§ Selected text
By Cheryl G. Murphy, OD
May 9, 2018
Advanced technology, like Optomap, offers greater power to diagnose and manage ocular disease, but think twice before you use it as a replacement for dilation. There is no technology that replaces dilation for thoroughly assessing eye health, and protecting your practice in the event of a lawsuit for a missed diagnosis that leads to vision loss.
The other day, I passed by a well-established optometry practice. This place is highly regarded, and I am sure that regard is well deserved. However, I was struck by a new sign in the window: “No Dilation Necessary. New State of the Art Technology Available.” Doubtless, “no dilation” appeals to patients who don’t like getting dilated, with the time and discomfort required. But there are dangers to this approach.
I assume they are talking about Optomap. According to its web site, Optomap is “a unique technology that captures more than 80 percent of your retina in one panoramic image.” The site also states that it “gives a ultra-widefield retinal image while traditional imaging methods typically only show 15 percent of [a patient’s] retina at one time.”
I work at a practice that has Optomap. I think it is an extremely valuable screening tool, but I am careful in how I explain it when offering it to patients. I like saying, “It is an alternative to, but not a substitution, for a dilated eye exam.”
I say that it is not a substitution for a dilated eye exam because, as anyone who uses Optomap has experienced, there are limitations to the device. I think one of the main limitations is that it does not image all of the retina. There are parts of the retina superiorly and inferiorly that are missed by Optomap, usually because those areas seem to be limited or blocked by the upper and lower lids.
I have personally seen this become a problem. I had a patient with a history of retinal tears, and retinal surgery to repair those tears. The patient wanted to be dilated, but I also thought it would be a good idea to do Optomap to photodocument much of the retina (a great advantage that Optomap gives us.)

§ Raw data
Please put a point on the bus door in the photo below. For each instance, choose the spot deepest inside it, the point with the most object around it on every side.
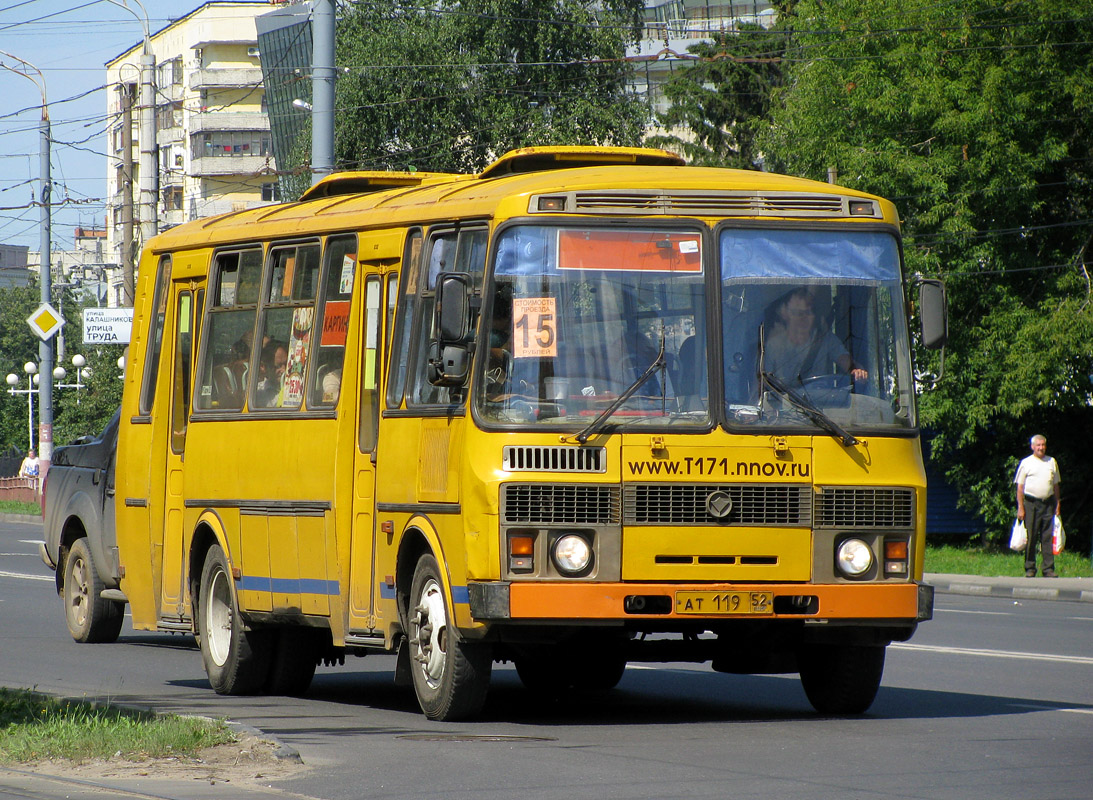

§ Brief
Copy out the article on Optomap and dilation from the top of the page, word for word and in full.

§ Task result
By Cheryl G. Murphy, OD
May 9, 2018
Advanced technology, like Optomap, offers greater power to diagnose and manage ocular disease, but think twice before you use it as a replacement for dilation. There is no technology that replaces dilation for thoroughly assessing eye health, and protecting your practice in the event of a lawsuit for a missed diagnosis that leads to vision loss.
The other day, I passed by a well-established optometry practice. This place is highly regarded, and I am sure that regard is well deserved. However, I was struck by a new sign in the window: “No Dilation Necessary. New State of the Art Technology Available.” Doubtless, “no dilation” appeals to patients who don’t like getting dilated, with the time and discomfort required. But there are dangers to this approach.
I assume they are talking about Optomap. According to its web site, Optomap is “a unique technology that captures more than 80 percent of your retina in one panoramic image.” The site also states that it “gives a ultra-widefield retinal image while traditional imaging methods typically only show 15 percent of [a patient’s] retina at one time.”
I work at a practice that has Optomap. I think it is an extremely valuable screening tool, but I am careful in how I explain it when offering it to patients. I like saying, “It is an alternative to, but not a substitution, for a dilated eye exam.”
I say that it is not a substitution for a dilated eye exam because, as anyone who uses Optomap has experienced, there are limitations to the device. I think one of the main limitations is that it does not image all of the retina. There are parts of the retina superiorly and inferiorly that are missed by Optomap, usually because those areas seem to be limited or blocked by the upper and lower lids.
I have personally seen this become a problem. I had a patient with a history of retinal tears, and retinal surgery to repair those tears. The patient wanted to be dilated, but I also thought it would be a good idea to do Optomap to photodocument much of the retina (a great advantage that Optomap gives us.)